> Instructions to follow
How many lines of the items that follow contain the string "below"? Case matters. Reply with the number alone.
━━━━━ Stored rows
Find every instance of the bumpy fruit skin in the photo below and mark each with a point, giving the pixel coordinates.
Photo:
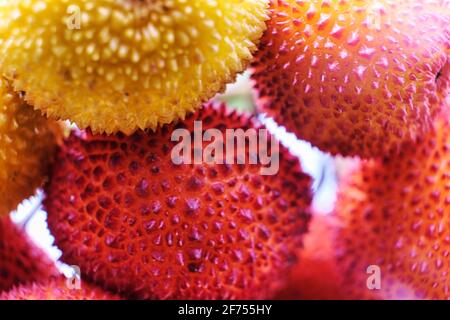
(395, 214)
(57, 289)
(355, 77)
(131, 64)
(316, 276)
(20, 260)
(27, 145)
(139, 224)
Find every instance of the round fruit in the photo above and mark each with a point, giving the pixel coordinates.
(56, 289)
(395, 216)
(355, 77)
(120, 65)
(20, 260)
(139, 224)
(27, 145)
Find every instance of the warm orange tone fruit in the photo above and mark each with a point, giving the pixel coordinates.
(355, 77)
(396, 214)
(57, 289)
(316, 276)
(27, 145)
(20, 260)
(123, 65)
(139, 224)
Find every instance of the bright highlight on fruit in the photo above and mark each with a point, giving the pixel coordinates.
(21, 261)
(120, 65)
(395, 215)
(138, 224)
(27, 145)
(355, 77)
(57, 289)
━━━━━━━━━━
━━━━━ Stored rows
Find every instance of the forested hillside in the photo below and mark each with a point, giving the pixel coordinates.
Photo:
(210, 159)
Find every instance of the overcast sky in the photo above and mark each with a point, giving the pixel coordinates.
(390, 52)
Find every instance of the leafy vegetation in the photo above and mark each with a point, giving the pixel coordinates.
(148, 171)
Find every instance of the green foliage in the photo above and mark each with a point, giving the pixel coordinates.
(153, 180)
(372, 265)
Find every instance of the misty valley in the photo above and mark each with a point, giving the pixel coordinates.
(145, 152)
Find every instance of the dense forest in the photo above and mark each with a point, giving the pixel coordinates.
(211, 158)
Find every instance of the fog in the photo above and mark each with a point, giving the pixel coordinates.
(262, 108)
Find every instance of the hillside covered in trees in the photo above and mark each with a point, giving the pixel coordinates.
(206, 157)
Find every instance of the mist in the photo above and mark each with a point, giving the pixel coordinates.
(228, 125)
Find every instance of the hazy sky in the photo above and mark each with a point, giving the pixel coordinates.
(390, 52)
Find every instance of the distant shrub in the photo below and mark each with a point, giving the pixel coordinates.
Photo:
━━━━━━━━━━
> Reply to the exercise
3